===== EXERCISE DATA

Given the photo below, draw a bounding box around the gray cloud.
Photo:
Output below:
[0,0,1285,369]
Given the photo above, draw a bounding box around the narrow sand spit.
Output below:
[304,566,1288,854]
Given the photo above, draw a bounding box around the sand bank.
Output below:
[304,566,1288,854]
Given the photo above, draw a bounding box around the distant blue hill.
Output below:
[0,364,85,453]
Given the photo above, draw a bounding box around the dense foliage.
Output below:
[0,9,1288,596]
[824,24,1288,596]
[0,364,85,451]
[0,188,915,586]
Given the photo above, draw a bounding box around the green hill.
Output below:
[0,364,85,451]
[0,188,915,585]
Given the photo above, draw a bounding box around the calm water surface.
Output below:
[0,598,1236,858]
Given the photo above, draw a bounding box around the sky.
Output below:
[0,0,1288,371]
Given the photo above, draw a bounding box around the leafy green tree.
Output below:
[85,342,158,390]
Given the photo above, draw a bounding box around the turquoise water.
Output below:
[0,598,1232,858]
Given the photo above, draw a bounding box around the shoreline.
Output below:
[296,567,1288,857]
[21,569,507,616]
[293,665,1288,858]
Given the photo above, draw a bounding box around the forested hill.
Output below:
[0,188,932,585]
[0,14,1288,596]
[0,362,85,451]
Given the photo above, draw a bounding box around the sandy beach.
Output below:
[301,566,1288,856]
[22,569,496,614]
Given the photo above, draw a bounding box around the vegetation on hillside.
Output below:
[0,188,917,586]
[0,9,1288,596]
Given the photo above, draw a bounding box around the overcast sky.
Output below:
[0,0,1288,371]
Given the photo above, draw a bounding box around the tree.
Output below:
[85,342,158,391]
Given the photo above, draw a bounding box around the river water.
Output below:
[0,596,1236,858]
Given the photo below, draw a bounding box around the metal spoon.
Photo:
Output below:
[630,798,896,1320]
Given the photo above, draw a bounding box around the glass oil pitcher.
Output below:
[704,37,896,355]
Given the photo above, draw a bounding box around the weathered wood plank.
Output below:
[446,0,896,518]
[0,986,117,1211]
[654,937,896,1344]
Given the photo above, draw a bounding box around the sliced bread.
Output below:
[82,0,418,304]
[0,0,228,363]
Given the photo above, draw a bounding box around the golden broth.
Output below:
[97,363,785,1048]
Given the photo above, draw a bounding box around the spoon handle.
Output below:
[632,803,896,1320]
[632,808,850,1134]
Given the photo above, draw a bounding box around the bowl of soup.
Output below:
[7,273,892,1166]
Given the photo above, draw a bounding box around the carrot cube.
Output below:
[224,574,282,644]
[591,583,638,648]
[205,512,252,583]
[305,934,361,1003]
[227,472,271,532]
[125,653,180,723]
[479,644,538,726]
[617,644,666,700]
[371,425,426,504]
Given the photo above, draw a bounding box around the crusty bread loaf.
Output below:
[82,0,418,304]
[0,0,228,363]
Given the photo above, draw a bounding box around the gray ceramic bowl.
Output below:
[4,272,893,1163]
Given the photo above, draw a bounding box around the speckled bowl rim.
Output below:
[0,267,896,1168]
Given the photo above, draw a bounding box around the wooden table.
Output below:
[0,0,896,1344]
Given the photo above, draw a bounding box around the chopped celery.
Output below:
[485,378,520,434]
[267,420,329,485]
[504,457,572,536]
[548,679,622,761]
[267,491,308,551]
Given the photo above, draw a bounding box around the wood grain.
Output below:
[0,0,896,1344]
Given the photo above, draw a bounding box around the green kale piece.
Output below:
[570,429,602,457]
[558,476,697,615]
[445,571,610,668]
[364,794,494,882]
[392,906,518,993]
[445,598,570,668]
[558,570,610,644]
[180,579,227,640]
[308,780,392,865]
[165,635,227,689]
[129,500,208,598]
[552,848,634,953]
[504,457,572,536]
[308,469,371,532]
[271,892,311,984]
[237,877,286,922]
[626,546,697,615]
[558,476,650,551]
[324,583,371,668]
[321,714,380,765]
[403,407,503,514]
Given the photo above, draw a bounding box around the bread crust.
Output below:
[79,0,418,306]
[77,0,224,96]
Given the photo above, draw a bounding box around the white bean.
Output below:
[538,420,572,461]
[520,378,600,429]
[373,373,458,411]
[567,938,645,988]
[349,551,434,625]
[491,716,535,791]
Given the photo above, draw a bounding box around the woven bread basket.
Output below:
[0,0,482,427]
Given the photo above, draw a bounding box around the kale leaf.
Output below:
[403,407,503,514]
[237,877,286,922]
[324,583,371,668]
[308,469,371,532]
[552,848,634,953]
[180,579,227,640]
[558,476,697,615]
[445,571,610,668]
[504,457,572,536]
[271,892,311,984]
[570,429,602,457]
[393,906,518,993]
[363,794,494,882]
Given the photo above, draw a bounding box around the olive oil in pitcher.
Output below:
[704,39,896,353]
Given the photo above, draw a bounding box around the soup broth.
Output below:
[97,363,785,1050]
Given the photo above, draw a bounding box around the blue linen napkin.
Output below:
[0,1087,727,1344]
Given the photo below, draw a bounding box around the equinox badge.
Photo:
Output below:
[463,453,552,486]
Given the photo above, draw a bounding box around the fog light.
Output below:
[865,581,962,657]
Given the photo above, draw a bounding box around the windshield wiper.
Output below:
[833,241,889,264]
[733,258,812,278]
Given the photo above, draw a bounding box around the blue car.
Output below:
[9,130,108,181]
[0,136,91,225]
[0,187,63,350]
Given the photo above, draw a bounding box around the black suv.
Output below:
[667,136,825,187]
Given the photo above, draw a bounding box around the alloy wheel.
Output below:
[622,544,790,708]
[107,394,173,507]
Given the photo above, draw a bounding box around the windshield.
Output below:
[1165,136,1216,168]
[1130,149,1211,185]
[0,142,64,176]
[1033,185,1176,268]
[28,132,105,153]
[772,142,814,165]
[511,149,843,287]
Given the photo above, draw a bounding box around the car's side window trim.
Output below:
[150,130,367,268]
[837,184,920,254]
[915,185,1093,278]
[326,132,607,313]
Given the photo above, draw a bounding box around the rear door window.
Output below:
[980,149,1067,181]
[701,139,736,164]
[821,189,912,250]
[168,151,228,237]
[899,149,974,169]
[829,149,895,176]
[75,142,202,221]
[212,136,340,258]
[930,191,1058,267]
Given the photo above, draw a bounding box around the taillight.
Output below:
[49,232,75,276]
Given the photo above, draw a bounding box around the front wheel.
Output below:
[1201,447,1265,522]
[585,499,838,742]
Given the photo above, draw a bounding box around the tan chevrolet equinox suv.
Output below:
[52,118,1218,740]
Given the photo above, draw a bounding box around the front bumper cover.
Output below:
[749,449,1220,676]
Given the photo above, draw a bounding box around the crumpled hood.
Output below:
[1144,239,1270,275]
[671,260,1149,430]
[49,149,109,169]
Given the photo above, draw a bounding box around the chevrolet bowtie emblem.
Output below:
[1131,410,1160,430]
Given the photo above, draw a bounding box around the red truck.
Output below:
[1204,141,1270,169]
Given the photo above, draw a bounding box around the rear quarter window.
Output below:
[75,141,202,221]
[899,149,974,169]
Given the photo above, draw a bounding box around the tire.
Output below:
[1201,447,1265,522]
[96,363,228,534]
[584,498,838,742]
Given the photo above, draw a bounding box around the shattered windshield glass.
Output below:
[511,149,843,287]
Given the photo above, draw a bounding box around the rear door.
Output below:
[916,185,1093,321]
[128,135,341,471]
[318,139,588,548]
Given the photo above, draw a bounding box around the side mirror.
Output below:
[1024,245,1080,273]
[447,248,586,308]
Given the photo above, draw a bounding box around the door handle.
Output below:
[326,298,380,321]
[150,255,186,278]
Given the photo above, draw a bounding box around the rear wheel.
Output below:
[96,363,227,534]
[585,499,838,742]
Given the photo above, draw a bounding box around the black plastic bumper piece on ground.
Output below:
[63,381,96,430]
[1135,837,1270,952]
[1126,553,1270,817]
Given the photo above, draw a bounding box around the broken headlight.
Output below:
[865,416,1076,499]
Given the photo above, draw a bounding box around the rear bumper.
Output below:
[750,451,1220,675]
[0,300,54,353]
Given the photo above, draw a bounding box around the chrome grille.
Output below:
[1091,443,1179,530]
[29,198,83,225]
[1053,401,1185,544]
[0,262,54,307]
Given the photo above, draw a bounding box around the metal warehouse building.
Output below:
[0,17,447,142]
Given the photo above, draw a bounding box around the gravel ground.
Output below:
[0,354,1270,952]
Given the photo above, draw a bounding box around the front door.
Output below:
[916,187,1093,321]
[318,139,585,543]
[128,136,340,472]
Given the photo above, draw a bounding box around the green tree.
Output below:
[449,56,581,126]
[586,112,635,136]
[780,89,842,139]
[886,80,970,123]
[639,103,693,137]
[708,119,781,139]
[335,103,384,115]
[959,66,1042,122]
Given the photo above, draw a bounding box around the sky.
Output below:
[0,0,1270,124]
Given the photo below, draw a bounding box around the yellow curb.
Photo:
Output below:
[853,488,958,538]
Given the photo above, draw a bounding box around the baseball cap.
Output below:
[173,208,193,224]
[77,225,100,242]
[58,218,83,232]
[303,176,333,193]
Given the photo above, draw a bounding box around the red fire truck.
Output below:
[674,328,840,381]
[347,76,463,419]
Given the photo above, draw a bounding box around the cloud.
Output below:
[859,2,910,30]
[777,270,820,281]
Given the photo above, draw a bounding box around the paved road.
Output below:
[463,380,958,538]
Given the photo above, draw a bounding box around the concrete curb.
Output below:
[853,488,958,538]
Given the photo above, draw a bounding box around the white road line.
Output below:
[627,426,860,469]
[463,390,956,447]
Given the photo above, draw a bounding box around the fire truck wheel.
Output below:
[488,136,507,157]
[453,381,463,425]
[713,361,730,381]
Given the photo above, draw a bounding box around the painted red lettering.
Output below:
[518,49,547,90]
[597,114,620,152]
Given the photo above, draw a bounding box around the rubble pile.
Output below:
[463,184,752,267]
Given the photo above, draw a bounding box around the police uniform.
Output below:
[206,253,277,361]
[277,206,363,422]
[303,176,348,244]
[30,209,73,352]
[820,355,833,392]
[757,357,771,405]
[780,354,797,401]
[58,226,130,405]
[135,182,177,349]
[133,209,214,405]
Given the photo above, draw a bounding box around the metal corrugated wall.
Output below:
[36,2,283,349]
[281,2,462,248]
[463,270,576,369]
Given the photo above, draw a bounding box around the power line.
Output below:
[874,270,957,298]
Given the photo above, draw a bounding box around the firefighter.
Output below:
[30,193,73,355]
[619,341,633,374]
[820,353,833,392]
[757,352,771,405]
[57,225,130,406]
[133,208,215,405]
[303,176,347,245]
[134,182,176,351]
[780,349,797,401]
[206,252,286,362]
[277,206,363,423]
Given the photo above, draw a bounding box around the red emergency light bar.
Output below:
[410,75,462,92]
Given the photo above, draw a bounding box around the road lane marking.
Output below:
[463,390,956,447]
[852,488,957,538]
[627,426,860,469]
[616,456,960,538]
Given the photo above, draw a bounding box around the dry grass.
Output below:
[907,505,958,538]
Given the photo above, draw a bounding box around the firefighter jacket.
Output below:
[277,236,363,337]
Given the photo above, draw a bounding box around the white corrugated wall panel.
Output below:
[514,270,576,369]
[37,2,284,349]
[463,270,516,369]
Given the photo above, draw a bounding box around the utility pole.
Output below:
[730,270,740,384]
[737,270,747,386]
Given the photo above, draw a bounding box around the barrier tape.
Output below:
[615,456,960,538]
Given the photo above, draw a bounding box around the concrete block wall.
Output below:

==========

:: WHAT YOU WILL DO ::
Reproduce the lines starting at the one containing "Given the photo above, draw a bounding box around the paved" and ending after the one containing "[713,361,730,381]", copying each line exactly.

:: ANSWER TO THE TASK ::
Given the photo above, draw a bounding box around the paved road.
Output below:
[463,380,958,538]
Given the photo above, draw a bounding box around the concrete curb.
Output below:
[853,488,958,538]
Given the photo above, draw a bounding box around the white road line.
Output below:
[627,426,860,469]
[463,390,956,447]
Given the photo above, draw a bounding box around the fire truck wheel.
Output below:
[488,136,507,157]
[453,381,463,425]
[713,361,730,381]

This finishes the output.